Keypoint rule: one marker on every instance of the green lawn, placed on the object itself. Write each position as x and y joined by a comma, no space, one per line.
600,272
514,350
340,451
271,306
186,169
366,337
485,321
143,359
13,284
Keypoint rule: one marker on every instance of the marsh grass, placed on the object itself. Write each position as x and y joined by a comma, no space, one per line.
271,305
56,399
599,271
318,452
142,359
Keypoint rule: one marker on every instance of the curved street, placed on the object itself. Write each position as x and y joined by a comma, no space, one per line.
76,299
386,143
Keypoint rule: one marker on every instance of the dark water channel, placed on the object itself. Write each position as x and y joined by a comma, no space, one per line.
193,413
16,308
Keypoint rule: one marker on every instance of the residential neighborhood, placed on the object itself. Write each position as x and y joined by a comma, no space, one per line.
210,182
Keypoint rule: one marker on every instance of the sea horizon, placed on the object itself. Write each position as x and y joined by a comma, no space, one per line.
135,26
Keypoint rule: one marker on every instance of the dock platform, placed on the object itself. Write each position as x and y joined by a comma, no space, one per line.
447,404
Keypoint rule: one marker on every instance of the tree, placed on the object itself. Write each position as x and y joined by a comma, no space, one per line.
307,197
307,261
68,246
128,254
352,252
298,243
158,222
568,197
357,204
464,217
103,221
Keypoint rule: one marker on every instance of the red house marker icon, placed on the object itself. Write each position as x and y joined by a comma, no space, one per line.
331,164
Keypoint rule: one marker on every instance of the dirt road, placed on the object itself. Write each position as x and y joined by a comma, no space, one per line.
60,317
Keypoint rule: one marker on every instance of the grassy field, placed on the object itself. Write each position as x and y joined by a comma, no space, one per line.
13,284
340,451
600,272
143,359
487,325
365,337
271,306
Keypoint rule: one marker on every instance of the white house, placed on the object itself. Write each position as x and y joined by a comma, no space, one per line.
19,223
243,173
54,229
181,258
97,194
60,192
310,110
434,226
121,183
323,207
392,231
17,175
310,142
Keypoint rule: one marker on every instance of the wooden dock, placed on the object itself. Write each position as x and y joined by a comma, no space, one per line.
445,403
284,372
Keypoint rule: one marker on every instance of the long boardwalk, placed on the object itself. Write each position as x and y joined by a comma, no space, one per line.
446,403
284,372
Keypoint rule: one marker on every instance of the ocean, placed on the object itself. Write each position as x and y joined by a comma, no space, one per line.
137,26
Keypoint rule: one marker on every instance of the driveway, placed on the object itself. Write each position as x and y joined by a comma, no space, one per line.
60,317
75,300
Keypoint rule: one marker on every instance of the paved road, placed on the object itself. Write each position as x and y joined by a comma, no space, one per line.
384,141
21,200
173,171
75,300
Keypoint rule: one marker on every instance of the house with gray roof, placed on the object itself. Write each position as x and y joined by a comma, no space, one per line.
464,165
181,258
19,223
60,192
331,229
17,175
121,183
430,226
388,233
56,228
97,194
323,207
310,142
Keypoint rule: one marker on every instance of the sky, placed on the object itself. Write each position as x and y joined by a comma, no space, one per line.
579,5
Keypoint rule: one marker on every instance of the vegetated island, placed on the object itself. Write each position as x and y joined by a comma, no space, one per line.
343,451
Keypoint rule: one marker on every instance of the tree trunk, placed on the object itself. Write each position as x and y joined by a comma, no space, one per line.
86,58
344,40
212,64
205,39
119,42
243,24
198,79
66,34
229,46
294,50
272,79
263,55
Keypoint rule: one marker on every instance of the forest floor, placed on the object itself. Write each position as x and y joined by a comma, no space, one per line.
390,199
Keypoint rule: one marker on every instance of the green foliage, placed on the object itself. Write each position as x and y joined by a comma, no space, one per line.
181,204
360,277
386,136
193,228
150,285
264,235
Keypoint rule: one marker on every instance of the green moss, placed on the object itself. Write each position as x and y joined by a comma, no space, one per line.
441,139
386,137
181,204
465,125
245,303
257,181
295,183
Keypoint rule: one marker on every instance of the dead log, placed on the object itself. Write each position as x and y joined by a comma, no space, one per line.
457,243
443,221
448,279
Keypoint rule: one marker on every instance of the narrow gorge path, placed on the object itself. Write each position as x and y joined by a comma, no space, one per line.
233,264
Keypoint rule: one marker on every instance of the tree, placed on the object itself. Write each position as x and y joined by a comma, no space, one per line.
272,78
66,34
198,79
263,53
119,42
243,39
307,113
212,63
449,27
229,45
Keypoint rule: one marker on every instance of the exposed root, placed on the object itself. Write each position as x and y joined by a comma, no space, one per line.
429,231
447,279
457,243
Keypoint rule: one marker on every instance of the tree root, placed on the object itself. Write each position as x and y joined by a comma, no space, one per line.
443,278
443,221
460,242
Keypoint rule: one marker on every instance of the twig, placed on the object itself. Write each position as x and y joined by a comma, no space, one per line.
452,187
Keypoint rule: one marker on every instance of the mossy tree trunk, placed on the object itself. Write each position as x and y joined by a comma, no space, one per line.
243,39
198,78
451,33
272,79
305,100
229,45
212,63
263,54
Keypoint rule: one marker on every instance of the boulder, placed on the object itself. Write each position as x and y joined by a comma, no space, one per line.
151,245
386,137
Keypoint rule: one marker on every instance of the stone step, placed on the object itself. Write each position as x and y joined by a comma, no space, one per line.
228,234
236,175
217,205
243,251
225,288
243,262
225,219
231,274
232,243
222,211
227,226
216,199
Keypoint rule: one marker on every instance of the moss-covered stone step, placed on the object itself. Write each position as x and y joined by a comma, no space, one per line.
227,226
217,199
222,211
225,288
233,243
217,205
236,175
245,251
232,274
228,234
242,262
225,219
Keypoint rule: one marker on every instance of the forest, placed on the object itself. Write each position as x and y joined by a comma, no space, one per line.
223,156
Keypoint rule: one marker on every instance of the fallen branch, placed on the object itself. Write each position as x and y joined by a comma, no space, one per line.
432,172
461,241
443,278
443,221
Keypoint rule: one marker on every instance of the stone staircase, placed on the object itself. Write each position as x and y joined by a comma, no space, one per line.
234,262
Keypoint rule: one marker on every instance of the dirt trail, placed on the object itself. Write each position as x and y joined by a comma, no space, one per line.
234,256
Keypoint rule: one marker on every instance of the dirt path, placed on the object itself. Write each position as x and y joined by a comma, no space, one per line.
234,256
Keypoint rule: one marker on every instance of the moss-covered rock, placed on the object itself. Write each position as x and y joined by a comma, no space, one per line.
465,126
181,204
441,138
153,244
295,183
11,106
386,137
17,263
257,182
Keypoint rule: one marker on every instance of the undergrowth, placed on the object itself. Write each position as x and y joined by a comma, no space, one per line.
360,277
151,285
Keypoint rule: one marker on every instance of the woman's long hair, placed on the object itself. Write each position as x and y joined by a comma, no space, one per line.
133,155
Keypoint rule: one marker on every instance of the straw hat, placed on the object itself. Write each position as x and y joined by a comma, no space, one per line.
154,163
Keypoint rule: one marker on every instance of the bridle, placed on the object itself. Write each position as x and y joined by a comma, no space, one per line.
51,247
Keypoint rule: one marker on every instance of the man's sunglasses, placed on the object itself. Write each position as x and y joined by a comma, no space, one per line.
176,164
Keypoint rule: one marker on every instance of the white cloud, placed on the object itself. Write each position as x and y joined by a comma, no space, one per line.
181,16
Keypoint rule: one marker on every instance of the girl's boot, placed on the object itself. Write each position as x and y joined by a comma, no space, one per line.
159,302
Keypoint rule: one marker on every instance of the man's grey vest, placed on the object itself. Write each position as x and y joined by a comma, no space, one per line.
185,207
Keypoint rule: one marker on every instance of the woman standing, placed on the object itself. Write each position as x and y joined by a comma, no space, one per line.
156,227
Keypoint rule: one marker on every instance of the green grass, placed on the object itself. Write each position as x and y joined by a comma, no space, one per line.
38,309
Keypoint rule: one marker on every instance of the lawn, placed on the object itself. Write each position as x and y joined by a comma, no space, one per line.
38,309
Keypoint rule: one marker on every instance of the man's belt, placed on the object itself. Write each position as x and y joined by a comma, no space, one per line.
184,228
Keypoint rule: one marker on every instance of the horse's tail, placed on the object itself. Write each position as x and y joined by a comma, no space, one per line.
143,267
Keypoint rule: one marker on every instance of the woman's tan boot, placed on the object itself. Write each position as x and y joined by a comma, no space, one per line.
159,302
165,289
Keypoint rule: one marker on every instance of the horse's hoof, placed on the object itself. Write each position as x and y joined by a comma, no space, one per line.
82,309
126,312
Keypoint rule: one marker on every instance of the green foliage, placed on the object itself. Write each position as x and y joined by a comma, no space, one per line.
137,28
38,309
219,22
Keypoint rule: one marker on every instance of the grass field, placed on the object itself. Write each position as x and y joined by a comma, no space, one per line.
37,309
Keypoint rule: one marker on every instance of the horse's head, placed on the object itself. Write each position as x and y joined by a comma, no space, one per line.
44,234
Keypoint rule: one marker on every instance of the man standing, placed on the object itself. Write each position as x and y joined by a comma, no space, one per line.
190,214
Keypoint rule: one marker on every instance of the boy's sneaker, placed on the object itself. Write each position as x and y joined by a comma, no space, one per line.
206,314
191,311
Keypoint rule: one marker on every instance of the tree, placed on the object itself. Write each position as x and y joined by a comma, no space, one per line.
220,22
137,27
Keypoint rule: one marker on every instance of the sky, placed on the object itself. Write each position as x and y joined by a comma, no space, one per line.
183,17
══════════
# Work required
Repeat, word for word, every line from the line that contains "horse's tail, placed" to the end of the entries; include both of those lines and no others.

# Exercise answer
Keypoint rule: one marker on every instance of the horse's tail, placed on the object itself. Write each position as x and y joined by a comma, no space, one per line.
143,267
Keypoint rule: one marker on every instance of the woman's tan boot, placed on the object itself. Write each position as x and y joined by a comma, no space, one per line.
159,302
165,289
Keypoint rule: one marker on every instance of the horse's hoof, placed on the object itself. Write each position as x and y joined by a comma, no space, one per line.
82,309
126,312
Keypoint rule: one marker on every instance of the green foliage, placed on the object itself. Write each position as x and y joined by a comma, no space, one per line.
137,28
38,309
219,22
Keypoint rule: one marker on every instance of the grass field, placed on the object itself. Write each position as x and y joined by a comma, no space, one per line.
37,309
Keypoint rule: one marker on every instance of the horse's head, placed on the object itself. Write each position as x and y joined by a comma, no space, one per line.
44,234
Keypoint rule: one marker on every instance of the man standing, placed on the object itself. Write each position as x and y joined by a comma, no space, one per line.
190,214
Keypoint rule: one marker on every instance of the boy's sneaker, placed on the object itself. Write each position as x and y joined by a comma, no space, one per line.
206,314
191,311
Keypoint rule: one marker on every instance of the tree, placed on the object itself. Write each position as x and y joined by a comma, no space, one per line.
220,22
137,27
Keypoint rule: one marker on every instance of the sky, placed on the object itself. Write each position as x and y joined by a comma, no space, one per line.
183,17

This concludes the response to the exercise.